### Document excerpt:
────

Deep consideration on the question of work is not new. Plato proposed that a just society had to have a handle on how work is performed and by whom.2 I’m sure unnamed others who did not identify as men, before and after him in patriarchal societies, considered this, too. From Plato to the current moment, post-COVID, the framing of work has been varied. Contemporary scholars in the field observe that, while defining work has always been slippery, much of our lives have become more understood through work-like terms: for example, parenting described as a job and relating to others as emotional labour.

Still, despite its definitional slip, our work-relationship is one that does a lot of heavy lifting in the way we construct the self. Take one’s identity; ‘I am an architect’ and ‘I am an academic’ are examples that are relevant to me but, of course, there are thousands of others of importance to others. It is also where so much of one’s time is spent; it is where, beyond identity, one, practically speaking, spends a good proportion of time. And how it is renumerated has a relationship to well-being. If you are paid well, you go to the doctor. If you are paid very well, you go to the doctor and the dentist. If you are paid very, very well, you don’t worry about how much either costs or, at least, not in a way that means that you don’t go.

────

### Supplied material:
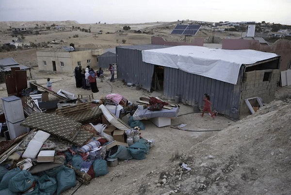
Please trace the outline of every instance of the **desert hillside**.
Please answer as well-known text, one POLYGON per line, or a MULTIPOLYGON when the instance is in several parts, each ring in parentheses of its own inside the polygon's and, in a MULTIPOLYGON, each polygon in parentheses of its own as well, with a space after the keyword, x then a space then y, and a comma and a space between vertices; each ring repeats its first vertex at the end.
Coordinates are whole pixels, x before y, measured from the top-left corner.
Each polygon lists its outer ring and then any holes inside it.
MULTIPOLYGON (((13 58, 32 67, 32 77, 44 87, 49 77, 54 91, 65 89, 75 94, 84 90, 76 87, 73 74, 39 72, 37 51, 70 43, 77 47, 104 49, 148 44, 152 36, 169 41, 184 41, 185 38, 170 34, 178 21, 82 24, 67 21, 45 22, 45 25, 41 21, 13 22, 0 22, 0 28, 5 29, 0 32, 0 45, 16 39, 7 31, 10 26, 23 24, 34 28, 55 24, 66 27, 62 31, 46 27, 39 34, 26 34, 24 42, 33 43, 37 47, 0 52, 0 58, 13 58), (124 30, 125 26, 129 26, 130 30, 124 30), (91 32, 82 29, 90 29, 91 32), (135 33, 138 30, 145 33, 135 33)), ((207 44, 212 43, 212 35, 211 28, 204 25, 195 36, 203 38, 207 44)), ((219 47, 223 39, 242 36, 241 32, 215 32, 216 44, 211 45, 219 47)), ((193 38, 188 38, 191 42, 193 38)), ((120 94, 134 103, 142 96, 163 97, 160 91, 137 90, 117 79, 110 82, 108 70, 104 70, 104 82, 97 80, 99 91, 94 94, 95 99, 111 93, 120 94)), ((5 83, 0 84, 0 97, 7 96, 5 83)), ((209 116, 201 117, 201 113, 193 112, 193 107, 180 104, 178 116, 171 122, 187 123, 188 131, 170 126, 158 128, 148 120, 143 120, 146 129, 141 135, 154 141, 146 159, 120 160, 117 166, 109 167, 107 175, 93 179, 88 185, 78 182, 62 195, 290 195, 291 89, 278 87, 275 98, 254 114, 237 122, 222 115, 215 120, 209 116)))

────

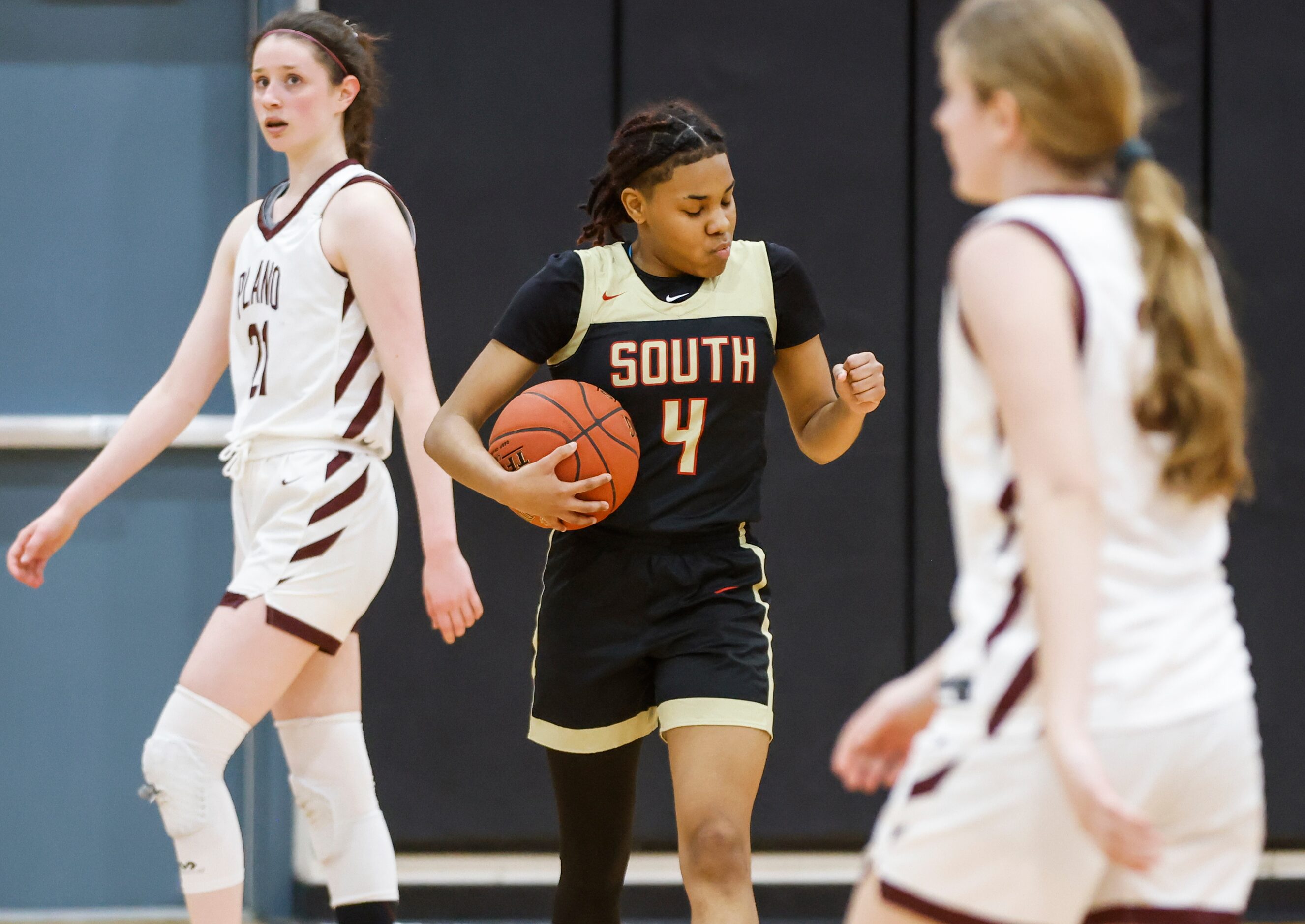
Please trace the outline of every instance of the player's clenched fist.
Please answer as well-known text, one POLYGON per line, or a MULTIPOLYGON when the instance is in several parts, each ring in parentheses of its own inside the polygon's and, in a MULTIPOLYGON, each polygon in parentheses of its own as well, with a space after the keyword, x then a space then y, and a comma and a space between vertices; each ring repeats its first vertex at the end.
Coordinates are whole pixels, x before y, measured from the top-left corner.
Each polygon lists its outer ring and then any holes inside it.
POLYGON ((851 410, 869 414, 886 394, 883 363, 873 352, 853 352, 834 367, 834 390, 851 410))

────

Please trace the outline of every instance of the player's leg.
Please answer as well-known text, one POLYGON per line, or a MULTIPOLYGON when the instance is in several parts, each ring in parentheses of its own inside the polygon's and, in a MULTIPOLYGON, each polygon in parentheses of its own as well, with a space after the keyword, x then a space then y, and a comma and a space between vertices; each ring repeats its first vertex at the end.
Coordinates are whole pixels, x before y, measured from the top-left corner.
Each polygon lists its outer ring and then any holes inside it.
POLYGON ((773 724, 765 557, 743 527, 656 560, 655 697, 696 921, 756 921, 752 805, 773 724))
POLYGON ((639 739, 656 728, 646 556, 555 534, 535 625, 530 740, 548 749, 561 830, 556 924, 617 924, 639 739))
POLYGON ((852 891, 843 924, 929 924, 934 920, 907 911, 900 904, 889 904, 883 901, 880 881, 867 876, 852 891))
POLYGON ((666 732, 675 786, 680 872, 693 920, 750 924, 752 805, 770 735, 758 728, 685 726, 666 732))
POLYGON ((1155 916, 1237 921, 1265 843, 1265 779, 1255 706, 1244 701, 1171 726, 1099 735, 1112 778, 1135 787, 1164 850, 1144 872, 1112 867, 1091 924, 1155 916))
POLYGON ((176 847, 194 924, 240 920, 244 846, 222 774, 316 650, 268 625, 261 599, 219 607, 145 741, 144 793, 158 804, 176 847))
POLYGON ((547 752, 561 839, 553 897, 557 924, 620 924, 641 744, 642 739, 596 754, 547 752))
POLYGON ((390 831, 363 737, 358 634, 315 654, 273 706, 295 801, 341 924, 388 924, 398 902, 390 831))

────

### Task 1:
Reproduce verbatim the portion of the passage on work that opens with the words containing "Still, despite its" and closes with "that you don’t go.".
### Task 2:
Pick up the passage on work after its final sentence and carry it further.
The rows have no connection to the passage on work.

### Reply 1:
Still, despite its definitional slip, our work-relationship is one that does a lot of heavy lifting in the way we construct the self. Take one’s identity; ‘I am an architect’ and ‘I am an academic’ are examples that are relevant to me but, of course, there are thousands of others of importance to others. It is also where so much of one’s time is spent; it is where, beyond identity, one, practically speaking, spends a good proportion of time. And how it is renumerated has a relationship to well-being. If you are paid well, you go to the doctor. If you are paid very well, you go to the doctor and the dentist. If you are paid very, very well, you don’t worry about how much either costs or, at least, not in a way that means that you don’t go.

### Reply 2:
Given this very practical dimension, you would be right to ask: what does the proposal that mass job creation is meaningless do when there are much more important and more urgent things to consider, particularly for those whose employment is facing precarity? Graeber makes a point about this: about there being no way to measure social value objectively.2 In a way, the first hurdle is the argument that much of the contemporary job market is filled with jobs that do not need to be done and have been created to satisfy a larger machine of capitalism of, well, everything.

He makes the case that work has become an end unto itself and, along the way, proposes that we might even think that being miserable at work is the social contract that one must sign to engage with paid labour. I do hear more stories about being miserable at work than I hear about being overjoyed.

Karamia Müller, in her garden. Image: 

Leilani Heather

Certainly, when Graeber lays out the five categories of types of employment that concern him in the monograph – flunkies, goons, duct tapers, box tickers and task masters3 – there seems to be the issue of what the first three are and who does not do the last two. Getting through my day means literally ticking boxes. Even with the day-to-day of work consuming me, Graeber’s points niggle and open me up to something else: What if, through considering work as potentially meaningless, we open up to that which is meaningful?

Disability and mental health advocates challenge the ways in which we conceive disabilities and neurotypical behaviours through a capitalist framework of productivity. Change the framework of productivity and these alter-abilities and behaviours are destigmatised. I like the idea that we may reconceive work and a contemporary workforce so they can empower rather than exclude.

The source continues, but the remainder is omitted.